▶ [Short exercise] Copy the lines running from the line with "# outline every instance of the brown" up to and including the line with "[[[342,69],[355,69],[355,51],[351,50],[327,49],[339,68]]]", character for character.

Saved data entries
=-=-=

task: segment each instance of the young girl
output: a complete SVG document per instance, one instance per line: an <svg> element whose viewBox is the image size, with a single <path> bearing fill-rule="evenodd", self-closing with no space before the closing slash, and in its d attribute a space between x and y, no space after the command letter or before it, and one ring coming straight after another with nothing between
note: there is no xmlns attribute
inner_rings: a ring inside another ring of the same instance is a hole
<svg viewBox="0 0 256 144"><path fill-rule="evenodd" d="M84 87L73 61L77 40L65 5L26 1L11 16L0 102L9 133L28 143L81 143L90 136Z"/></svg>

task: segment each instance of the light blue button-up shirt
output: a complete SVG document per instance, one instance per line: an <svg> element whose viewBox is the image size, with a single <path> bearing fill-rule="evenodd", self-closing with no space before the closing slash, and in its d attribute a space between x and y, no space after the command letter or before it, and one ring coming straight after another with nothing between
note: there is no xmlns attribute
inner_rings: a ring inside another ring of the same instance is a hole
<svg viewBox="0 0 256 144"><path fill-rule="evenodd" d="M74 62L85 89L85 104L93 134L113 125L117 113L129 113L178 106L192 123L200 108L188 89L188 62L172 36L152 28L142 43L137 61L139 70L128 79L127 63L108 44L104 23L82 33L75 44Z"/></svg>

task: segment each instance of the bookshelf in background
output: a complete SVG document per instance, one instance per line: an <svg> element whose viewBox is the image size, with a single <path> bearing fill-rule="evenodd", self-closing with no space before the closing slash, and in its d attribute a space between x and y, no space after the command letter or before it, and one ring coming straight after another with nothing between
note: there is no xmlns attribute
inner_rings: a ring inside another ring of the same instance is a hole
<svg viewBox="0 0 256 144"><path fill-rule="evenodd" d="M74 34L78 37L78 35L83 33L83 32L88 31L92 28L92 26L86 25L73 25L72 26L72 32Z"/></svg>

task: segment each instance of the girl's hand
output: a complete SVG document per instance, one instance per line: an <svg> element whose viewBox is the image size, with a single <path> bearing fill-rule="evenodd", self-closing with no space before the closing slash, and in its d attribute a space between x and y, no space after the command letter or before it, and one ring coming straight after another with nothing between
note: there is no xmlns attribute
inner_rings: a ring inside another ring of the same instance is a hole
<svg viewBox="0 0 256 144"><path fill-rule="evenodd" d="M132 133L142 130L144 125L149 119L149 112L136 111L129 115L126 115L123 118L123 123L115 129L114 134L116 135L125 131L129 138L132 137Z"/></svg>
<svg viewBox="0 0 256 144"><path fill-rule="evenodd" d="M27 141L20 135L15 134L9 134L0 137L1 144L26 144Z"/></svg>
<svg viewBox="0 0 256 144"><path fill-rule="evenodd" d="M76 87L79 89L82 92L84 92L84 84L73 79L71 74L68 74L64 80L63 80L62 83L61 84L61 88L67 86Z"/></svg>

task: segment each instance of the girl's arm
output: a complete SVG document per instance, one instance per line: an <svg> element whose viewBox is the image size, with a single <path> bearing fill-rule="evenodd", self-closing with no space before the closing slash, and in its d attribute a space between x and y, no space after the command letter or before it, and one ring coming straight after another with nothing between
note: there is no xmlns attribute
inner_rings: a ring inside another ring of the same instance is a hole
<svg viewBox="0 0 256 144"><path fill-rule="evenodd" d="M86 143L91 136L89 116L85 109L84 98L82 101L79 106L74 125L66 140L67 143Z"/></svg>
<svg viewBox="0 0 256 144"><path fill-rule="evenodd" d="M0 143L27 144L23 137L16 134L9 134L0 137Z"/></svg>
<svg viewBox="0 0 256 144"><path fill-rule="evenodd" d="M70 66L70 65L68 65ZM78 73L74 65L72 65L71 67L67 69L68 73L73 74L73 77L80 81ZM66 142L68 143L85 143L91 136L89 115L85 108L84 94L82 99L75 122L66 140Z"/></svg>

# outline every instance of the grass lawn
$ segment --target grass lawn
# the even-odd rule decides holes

=-=-=

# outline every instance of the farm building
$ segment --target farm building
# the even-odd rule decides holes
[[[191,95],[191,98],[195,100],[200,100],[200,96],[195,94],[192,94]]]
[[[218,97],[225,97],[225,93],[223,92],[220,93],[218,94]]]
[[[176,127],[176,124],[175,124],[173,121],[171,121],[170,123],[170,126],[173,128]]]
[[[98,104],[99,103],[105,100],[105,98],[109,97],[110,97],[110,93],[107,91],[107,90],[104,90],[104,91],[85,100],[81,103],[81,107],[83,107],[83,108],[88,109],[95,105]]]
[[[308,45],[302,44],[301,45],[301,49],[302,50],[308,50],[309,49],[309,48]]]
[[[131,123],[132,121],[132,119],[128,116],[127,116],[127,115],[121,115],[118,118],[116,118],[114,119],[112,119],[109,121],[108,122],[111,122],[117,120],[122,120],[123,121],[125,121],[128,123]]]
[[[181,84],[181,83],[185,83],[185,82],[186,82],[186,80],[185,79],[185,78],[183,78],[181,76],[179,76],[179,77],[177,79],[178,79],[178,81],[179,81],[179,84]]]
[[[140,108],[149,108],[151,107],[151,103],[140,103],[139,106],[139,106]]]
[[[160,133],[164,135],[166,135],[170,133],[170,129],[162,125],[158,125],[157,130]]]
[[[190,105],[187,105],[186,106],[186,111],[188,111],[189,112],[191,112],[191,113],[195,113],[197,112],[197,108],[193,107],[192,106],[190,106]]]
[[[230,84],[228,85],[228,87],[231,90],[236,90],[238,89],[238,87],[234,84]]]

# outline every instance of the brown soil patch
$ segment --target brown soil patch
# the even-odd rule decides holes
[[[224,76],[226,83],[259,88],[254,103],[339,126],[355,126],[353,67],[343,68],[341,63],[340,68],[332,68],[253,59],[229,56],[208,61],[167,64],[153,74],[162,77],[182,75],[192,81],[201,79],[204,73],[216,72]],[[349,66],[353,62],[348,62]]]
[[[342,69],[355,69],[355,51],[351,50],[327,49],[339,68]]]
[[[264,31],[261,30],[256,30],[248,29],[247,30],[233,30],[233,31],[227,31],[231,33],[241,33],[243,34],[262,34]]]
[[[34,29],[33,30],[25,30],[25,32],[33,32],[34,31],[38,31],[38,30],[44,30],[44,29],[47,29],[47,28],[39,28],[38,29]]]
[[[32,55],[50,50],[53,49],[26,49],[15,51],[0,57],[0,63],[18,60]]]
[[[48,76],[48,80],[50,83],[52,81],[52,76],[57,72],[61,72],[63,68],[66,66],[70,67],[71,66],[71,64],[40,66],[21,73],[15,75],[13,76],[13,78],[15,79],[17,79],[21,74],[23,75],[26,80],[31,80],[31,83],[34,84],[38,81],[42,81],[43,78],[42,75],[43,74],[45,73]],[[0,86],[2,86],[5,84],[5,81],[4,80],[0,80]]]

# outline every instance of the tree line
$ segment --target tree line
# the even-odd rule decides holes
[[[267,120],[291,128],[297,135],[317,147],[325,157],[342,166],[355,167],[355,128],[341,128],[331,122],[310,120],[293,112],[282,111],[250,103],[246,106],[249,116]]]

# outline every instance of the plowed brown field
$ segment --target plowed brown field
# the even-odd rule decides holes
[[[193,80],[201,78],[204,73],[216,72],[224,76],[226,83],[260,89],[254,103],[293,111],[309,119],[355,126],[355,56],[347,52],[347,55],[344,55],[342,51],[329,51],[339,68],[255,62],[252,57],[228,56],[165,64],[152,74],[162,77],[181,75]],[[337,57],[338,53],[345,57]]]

=-=-=

▶ [Solution for this problem]
# outline every instance of the brown soil patch
$ segment --target brown soil patch
# the even-odd rule decides holes
[[[224,76],[226,83],[259,88],[254,103],[339,126],[355,126],[353,67],[343,68],[341,63],[340,68],[332,68],[253,59],[229,56],[208,61],[167,64],[153,74],[162,77],[182,75],[192,81],[201,79],[204,73],[216,72]],[[349,66],[353,62],[348,62]]]
[[[342,69],[355,69],[355,51],[351,50],[327,49],[339,68]]]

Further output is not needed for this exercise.